EXCERPT PROVIDED:
1st April legislative changes to MHWC jurisdiction

From 1 April 2024, the MHWC complaints handling process extends into emergency departments of designated mental health services.

Media Release

Call to make all emergency departments accountable for mental health treatment and restrictive intervention

From 1 April, Victorians presenting to emergency departments (EDs) at designated mental health services (DMHS) will have stronger safeguards and human rights protections for potentially harmful experiences – such as restrictive interventions. However, we are concerned that many Victorians will still not have access to the increased protections and safeguards of the new Mental Health and Wellbeing Act 2022 (the Act).

Legislative changes taking effect from 1 April will require the mandatory reporting of all instances of restrictive intervention for mental health presentations at Victoria’s 19 DMHS EDs to the Office of the Chief Psychiatrist (OCP) and bring all mental health matters in DMHS EDs within the scope and oversight of the Mental Health and Wellbeing Commission (MHWC).

WRITTEN REQUEST 1: Which lines in the listing below contain the word "trunk"? Extract each of them.

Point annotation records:

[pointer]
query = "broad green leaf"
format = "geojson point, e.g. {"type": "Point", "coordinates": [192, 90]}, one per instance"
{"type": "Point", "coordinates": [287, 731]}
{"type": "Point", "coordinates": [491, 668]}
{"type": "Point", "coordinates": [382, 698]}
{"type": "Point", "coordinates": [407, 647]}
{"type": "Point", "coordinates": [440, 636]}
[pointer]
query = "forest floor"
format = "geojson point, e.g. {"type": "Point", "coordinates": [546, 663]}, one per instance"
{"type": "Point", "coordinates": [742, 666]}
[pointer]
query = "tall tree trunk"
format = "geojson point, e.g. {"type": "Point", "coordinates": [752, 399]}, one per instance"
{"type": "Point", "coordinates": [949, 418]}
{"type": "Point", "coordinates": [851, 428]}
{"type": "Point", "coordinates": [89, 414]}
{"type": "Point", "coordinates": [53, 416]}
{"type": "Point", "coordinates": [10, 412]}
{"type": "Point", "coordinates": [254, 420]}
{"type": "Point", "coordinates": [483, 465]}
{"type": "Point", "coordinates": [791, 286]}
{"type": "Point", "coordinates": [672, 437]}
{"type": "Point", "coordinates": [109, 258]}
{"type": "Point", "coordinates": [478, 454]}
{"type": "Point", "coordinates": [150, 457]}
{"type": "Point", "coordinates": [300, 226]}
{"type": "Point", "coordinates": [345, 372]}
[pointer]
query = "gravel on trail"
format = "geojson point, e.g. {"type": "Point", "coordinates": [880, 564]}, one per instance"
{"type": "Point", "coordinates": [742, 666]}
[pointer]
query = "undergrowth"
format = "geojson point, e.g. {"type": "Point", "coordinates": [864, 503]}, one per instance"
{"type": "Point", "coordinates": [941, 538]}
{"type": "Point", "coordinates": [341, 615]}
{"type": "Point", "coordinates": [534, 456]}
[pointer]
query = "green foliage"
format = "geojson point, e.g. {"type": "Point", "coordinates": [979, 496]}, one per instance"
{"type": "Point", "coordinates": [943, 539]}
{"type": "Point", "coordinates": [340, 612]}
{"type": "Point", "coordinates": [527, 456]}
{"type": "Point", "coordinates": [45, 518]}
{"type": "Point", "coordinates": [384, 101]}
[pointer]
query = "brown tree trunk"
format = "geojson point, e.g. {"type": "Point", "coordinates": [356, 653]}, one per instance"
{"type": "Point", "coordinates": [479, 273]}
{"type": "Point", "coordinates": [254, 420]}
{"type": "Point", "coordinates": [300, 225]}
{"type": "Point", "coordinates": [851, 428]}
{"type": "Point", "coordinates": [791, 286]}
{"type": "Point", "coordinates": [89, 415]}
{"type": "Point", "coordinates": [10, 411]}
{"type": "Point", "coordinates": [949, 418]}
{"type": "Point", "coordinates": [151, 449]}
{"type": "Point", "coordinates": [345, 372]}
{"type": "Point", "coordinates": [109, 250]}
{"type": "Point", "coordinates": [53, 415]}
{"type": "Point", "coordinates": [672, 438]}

...

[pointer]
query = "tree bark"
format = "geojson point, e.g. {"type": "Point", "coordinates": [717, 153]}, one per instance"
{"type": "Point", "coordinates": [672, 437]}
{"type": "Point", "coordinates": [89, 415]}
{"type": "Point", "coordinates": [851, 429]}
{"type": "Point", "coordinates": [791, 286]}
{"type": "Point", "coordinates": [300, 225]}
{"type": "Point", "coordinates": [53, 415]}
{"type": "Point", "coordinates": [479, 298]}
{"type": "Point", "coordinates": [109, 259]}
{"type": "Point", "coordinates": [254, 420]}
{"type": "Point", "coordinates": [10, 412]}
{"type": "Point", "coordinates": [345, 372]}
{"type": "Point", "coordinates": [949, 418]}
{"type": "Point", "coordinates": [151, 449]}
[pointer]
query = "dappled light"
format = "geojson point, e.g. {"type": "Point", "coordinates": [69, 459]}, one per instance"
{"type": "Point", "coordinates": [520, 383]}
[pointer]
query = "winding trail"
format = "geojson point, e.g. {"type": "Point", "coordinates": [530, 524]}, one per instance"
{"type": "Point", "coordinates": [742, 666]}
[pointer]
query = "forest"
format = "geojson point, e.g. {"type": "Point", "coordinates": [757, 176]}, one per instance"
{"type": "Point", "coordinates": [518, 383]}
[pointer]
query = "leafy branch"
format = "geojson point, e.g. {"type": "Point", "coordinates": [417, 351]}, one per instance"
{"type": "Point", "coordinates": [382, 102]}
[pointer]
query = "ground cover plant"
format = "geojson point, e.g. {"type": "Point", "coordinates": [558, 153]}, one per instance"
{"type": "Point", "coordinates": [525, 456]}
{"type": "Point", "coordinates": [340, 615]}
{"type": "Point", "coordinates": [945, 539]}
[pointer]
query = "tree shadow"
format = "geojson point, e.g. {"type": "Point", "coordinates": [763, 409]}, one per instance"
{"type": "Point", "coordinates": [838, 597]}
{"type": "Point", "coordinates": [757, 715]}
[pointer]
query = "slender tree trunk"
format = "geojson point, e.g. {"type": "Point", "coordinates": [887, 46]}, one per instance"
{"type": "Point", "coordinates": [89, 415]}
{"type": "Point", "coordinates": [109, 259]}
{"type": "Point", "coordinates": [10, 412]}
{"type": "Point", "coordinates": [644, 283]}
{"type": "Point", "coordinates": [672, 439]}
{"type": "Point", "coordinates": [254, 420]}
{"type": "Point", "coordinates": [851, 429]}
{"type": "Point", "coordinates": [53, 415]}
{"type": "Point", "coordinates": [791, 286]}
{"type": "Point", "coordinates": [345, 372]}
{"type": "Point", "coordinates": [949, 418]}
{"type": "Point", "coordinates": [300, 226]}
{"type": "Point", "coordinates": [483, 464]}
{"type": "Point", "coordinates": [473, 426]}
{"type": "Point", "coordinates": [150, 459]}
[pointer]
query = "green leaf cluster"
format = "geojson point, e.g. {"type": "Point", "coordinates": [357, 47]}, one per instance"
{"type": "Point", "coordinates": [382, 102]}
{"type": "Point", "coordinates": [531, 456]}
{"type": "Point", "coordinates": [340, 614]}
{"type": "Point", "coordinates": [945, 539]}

WRITTEN REQUEST 2: From the media release above, extract the passage that begins at the words "1st April legislative" and stops after "mental health services.".

EXPECTED OUTPUT 1:
query = "tall tree trunk"
query = "brown tree trunk"
query = "slender tree trunk"

EXPECTED OUTPUT 2:
1st April legislative changes to MHWC jurisdiction

From 1 April 2024, the MHWC complaints handling process extends into emergency departments of designated mental health services.